[EXERCISE DETAILS] Render the lines of the listing below as a Markdown table with the columns "Row" and "Line", skipping any blank lines. Start at the line containing "For each <instance>" and end at the line containing "box: [354, 421, 405, 460]", with both of those lines included.

[INFORMATION PROVIDED]

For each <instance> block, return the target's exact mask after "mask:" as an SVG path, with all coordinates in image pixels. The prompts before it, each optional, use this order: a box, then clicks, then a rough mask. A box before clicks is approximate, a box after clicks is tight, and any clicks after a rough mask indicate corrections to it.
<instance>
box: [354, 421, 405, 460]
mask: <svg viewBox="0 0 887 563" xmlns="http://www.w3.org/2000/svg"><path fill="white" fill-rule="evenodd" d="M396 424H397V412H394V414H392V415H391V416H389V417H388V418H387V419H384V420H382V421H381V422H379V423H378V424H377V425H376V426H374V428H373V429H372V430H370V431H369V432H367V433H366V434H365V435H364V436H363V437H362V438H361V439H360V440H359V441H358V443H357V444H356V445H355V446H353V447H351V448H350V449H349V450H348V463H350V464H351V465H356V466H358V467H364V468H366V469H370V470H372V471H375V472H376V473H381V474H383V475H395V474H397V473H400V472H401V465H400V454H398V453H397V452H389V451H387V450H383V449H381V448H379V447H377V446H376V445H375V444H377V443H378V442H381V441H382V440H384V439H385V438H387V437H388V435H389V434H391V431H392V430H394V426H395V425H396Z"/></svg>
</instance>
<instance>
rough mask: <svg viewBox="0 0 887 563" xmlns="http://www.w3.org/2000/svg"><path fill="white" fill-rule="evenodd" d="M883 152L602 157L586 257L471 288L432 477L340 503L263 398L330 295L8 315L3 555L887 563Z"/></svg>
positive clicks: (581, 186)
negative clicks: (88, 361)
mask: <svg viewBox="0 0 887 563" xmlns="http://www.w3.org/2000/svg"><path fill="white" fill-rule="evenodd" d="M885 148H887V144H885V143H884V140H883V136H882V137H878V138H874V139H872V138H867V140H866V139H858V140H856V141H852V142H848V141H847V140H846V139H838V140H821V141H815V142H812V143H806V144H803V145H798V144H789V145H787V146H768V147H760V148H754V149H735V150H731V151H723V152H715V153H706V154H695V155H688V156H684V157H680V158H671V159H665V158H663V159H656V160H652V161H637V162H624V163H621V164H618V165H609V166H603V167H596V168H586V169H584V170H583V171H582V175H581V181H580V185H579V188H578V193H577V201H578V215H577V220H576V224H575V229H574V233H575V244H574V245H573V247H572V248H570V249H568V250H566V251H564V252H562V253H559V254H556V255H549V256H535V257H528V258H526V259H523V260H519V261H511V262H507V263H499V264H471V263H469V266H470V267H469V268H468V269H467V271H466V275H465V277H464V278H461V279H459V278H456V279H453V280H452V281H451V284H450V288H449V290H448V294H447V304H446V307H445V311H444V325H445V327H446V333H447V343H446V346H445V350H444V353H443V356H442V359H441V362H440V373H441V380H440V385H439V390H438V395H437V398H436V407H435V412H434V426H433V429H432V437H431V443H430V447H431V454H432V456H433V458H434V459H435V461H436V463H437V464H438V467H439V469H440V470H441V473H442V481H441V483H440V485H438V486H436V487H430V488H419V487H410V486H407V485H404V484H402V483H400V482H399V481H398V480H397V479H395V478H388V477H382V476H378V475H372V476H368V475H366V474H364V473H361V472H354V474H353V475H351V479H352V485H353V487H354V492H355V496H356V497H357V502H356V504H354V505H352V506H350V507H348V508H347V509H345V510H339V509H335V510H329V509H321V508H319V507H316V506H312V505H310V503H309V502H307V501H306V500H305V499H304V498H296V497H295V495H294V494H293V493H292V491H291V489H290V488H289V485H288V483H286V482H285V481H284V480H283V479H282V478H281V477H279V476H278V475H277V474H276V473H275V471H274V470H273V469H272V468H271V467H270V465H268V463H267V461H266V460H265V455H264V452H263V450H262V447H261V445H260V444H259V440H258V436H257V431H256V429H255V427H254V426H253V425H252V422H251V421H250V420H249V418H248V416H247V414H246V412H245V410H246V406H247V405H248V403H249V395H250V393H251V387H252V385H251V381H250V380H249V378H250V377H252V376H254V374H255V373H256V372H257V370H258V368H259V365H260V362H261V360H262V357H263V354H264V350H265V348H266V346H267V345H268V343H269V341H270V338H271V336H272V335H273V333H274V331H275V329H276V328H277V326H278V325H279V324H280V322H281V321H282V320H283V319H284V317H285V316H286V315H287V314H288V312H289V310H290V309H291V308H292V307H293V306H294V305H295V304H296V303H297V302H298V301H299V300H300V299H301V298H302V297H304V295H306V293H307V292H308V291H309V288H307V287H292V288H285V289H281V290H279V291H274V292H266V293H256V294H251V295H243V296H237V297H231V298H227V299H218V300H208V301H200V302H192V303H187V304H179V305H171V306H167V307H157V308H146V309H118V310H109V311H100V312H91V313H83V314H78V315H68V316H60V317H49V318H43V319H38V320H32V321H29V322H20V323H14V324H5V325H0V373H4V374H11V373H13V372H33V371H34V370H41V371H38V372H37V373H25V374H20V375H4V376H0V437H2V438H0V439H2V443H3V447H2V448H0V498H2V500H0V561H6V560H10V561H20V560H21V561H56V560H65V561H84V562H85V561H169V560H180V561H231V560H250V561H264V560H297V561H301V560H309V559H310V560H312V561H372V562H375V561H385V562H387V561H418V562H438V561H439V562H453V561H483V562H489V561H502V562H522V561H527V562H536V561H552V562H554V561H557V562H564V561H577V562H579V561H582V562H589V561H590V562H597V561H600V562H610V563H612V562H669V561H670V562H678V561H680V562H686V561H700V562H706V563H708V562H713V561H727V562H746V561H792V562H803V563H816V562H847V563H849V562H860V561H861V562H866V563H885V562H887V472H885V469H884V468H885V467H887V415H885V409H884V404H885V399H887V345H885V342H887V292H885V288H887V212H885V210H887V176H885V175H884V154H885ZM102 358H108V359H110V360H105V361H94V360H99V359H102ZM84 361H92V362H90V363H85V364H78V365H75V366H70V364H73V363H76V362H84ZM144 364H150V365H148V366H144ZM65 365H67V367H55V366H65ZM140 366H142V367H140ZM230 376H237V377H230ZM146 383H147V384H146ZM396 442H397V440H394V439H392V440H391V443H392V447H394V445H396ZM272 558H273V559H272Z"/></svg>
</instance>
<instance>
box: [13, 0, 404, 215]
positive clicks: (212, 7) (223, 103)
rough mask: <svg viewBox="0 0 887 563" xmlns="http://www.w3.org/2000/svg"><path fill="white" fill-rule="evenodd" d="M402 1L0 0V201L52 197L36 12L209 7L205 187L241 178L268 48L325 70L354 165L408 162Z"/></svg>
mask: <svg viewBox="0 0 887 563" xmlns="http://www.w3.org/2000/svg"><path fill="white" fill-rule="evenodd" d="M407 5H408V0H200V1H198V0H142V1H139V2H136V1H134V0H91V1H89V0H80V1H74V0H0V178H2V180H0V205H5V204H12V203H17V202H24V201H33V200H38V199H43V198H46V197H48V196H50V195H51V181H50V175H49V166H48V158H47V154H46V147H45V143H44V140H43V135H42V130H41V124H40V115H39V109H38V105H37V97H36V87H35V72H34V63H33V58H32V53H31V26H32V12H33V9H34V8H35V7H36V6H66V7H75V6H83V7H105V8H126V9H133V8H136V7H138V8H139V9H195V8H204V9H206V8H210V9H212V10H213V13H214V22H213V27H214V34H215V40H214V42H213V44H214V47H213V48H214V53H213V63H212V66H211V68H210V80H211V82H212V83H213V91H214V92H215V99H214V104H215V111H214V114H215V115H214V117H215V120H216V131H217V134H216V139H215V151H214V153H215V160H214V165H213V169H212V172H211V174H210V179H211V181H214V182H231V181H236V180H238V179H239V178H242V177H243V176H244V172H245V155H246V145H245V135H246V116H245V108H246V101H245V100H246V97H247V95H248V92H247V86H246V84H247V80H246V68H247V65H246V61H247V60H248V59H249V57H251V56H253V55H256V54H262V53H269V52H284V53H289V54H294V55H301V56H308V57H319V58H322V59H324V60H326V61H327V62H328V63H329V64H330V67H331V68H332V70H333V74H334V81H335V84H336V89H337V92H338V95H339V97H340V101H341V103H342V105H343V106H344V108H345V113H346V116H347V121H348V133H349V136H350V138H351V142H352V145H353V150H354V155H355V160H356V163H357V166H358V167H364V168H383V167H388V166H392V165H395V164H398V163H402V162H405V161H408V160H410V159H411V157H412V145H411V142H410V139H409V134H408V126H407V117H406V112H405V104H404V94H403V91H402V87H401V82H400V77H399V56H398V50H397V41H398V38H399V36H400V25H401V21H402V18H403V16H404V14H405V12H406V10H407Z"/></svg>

==

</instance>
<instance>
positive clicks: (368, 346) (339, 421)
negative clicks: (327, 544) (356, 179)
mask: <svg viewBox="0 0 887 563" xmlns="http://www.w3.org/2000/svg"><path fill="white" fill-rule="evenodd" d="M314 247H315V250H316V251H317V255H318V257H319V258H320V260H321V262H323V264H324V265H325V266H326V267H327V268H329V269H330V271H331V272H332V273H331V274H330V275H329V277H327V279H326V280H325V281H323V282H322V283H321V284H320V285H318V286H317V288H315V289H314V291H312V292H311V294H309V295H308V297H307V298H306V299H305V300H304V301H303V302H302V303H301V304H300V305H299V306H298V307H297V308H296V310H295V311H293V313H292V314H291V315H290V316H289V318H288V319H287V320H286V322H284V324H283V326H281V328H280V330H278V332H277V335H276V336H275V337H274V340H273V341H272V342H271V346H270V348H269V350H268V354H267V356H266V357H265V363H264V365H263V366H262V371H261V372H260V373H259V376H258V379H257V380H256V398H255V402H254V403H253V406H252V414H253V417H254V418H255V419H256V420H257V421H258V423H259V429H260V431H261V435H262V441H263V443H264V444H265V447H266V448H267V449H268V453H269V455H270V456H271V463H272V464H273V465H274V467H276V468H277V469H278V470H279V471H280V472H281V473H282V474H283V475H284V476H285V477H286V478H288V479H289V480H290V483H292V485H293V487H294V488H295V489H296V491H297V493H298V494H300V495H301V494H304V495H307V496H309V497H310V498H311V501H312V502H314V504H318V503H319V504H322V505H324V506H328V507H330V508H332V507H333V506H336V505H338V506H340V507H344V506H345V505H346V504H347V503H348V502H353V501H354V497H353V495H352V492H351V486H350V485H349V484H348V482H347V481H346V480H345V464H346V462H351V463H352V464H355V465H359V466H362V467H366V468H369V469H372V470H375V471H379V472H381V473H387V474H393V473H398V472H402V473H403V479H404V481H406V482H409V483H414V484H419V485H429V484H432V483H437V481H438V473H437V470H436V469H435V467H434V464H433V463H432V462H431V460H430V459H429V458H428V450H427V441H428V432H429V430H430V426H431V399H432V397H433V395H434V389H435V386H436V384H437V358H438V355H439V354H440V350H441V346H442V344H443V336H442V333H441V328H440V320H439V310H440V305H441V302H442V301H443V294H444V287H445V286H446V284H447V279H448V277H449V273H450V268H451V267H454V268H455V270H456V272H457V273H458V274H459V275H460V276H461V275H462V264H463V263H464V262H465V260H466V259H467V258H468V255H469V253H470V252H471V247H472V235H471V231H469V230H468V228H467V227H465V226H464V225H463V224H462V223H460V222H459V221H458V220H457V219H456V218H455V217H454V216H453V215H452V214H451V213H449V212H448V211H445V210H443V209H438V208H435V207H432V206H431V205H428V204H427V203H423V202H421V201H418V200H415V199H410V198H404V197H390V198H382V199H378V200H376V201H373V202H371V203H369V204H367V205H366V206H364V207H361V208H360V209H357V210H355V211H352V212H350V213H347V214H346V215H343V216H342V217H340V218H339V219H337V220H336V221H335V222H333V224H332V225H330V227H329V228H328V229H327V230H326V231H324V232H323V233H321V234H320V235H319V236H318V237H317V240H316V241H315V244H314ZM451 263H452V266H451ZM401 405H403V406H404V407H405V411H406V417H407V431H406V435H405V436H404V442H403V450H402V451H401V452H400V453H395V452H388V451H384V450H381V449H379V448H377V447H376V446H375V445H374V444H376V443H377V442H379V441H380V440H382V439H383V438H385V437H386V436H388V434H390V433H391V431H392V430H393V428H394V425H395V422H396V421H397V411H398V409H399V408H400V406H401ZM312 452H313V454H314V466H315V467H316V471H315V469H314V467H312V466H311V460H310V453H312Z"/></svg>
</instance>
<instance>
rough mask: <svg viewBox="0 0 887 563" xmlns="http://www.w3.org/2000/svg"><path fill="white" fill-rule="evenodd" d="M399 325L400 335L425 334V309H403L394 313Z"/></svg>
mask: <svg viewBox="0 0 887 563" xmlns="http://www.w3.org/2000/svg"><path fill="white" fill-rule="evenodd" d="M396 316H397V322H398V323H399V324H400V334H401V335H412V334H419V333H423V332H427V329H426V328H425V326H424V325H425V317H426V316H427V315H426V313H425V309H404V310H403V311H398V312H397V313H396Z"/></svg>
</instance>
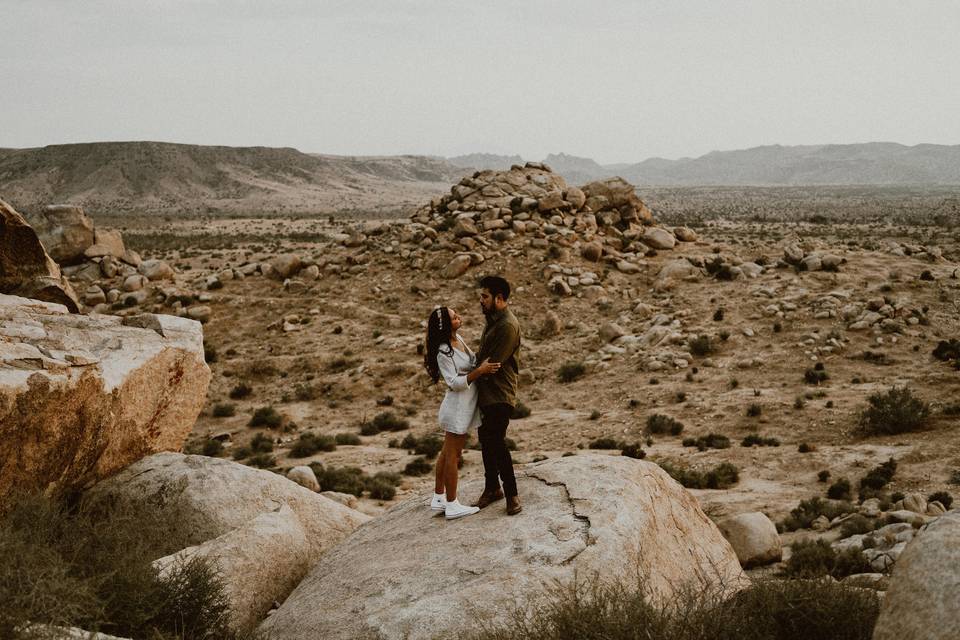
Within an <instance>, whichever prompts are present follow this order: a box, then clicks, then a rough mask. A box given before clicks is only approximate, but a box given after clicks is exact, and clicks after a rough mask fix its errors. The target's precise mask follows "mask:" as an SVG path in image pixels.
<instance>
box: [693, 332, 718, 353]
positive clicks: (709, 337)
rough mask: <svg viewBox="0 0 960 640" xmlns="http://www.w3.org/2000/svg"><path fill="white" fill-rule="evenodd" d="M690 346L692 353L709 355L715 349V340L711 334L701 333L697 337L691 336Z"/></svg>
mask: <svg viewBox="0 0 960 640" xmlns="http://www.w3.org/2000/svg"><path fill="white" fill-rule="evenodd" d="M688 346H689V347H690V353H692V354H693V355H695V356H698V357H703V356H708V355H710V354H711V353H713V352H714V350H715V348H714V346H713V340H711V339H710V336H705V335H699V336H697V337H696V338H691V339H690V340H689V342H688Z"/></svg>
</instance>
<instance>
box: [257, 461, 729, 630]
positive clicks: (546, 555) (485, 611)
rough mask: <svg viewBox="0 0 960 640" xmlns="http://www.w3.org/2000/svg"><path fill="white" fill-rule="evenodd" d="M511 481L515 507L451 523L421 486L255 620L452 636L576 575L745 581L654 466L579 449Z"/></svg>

[SOLVED PROBLEM]
| Row | Line |
|---|---|
| 1 | For each <instance> block, return the target's exact mask after "mask:" as an SVG path, with all coordinates in image pixels. The prompts before it, each optional, use this order: a box, then clicks, then a rough mask. A box before clicks is approximate, a box after clicks is tight, and any clicks after a rough mask indicate corrections to it. |
| 2 | <instance> |
| 3 | box: [354, 421, 405, 460] |